■ YOUR TASK:
The entries below should be transcribed exactly, every one of them.

■ MATERIAL FOR THIS EXERCISE:
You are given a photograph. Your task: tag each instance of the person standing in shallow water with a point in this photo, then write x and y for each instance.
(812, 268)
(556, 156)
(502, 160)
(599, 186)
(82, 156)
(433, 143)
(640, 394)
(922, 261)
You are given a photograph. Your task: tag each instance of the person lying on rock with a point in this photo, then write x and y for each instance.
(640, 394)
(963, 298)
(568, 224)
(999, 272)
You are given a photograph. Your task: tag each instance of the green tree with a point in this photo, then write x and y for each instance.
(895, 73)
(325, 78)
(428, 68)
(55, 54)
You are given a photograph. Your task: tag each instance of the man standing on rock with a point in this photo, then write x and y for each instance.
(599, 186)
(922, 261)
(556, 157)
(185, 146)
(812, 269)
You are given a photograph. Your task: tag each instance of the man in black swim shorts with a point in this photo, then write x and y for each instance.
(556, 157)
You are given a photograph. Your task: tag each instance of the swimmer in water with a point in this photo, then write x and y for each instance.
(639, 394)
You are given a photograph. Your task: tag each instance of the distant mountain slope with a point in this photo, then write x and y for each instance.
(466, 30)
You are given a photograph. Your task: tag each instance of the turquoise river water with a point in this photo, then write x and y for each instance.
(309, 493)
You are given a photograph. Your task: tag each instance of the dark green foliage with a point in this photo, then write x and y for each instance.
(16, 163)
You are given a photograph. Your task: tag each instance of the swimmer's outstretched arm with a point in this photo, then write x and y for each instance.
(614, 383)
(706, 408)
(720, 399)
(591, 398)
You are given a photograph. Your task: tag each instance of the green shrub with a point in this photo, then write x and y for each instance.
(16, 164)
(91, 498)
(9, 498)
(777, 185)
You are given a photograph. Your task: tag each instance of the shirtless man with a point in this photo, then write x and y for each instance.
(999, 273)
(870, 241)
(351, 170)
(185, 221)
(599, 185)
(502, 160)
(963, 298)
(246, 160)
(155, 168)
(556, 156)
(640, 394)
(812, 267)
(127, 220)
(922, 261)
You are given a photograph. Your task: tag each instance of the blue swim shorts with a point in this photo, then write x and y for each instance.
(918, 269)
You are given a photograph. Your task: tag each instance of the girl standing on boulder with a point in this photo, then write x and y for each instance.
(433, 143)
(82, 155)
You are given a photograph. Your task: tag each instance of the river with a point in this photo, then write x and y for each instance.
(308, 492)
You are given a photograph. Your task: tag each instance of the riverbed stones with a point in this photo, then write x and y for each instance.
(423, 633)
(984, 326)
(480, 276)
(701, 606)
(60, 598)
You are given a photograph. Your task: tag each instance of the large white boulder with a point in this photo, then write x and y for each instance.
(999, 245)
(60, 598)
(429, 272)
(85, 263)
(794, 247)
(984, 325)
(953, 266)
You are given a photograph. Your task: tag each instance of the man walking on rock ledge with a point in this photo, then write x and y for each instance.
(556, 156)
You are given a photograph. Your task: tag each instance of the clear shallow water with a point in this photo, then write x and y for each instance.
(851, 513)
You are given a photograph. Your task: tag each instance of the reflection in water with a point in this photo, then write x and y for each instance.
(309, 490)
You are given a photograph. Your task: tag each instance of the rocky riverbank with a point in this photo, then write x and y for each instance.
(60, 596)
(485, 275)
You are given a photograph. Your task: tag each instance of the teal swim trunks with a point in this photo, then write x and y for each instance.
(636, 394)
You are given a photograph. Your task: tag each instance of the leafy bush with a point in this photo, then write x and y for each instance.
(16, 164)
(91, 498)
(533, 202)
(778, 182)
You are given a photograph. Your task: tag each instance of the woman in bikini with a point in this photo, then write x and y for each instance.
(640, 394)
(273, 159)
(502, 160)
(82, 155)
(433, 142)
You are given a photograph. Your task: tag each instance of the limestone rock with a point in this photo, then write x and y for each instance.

■ EXPECTED ANSWER:
You are given a photograph. Your task: tag each instance of the person standing in shallow water with a point in this photo, then write x and y for each instance.
(812, 268)
(556, 156)
(502, 160)
(599, 186)
(82, 156)
(433, 143)
(640, 394)
(922, 261)
You are given a photograph. Your task: tag each instance of the person lying on rock with a point in this photo, then write x and y for each instance.
(640, 394)
(963, 298)
(568, 224)
(999, 272)
You are given a photograph. Your task: tag each instance of the green tree with a point in this photo, then write x and y for each instance.
(895, 73)
(325, 78)
(428, 68)
(55, 54)
You are given a photograph. Your task: tag each instance of the man standing on rock with a point in this photo, then write x and y for each instance.
(599, 186)
(922, 261)
(556, 157)
(185, 146)
(812, 269)
You are given a photograph. Your task: tag each instance of the man in black swim shorts with a point in this photo, then write x and y for each instance.
(556, 157)
You are given a photograph. Your task: tag each instance of the swimmer in water with a point in this photo, then write x and y for each instance.
(639, 394)
You are given a photograph. Your task: tag each instance of the distant mountain slope with a point in this photo, then write x and y for each instance.
(466, 30)
You are given a photograph. Your task: tag each instance of the turquoise river water with a point in this photo, then write x and y for each instance.
(309, 493)
You are given a photograph. Your task: tag each instance of the dark green foliage with a point in this photo, then write x and y for each instance.
(16, 163)
You are given a photograph. Your task: tag each instance of the swimmer's outstretched arm with a point in this photo, then write x and y for each instance.
(614, 383)
(706, 408)
(720, 399)
(591, 398)
You are given a photograph. Your task: tag each instance of the green shrub with a point in this photo, then write x and y for each instance.
(16, 164)
(91, 498)
(9, 498)
(777, 185)
You are given a photograph. Your task: tag each instance of the shirtless man with a point in this photo, then write x and y for each instance.
(999, 273)
(870, 241)
(351, 170)
(185, 221)
(599, 185)
(502, 160)
(963, 298)
(246, 160)
(155, 168)
(556, 156)
(640, 394)
(812, 267)
(127, 220)
(922, 261)
You are given a photograph. Your task: tag each instance of the blue swim shorts with a point in this photo, then write x and y for each instance.
(918, 269)
You are given a photograph. Your task: tag each instance of the girl standing on boulder with a point in this photo, then write x and y for each instance.
(433, 143)
(82, 155)
You are given a photograph. Your task: tag each instance of the river with a point in this photo, then write x and y for each instance.
(308, 492)
You are given a photograph. Your task: tag each instance of the riverbed stones with a point in this photo, then write x and y for each instance.
(423, 633)
(984, 326)
(480, 276)
(701, 606)
(60, 598)
You are given a photograph. Your task: tag each instance of the large white boulder with a point in this photo, then write x and y for each instance.
(999, 245)
(60, 598)
(429, 272)
(85, 263)
(794, 247)
(984, 325)
(953, 266)
You are given a photograph. Your task: tag each instance of the man walking on rock ledge with a point in this photo, then write x and y for each instance.
(556, 156)
You are given a photograph. Your task: tag each instance of the clear shallow water with a point in this photo, then write x and y for each instance.
(851, 513)
You are given a photograph. Your task: tag each instance of the reflection in water with a point in this photo, then write x and y for each instance.
(309, 490)
You are given a photograph. Your task: tag each instance of the rocky riverbank with a point in this photo, then write x and y for each instance.
(60, 596)
(485, 275)
You are given a photograph. Your task: tag each instance of the teal swim trunks with a point in this photo, then write x and y for each instance.
(636, 394)
You are given a photograph. Your task: tag each instance of the leafy bush with a point in this photo, then write x and y for each instance.
(16, 164)
(91, 498)
(533, 202)
(778, 182)
You are given a photograph. Your task: tag each instance of the woman in bikini with a point in this photo, then write x and y for each instance.
(640, 394)
(273, 159)
(502, 160)
(82, 155)
(433, 142)
You are given a photograph. Your task: tag each instance of the limestone rock with a point in this photo, then write x and y for each instance.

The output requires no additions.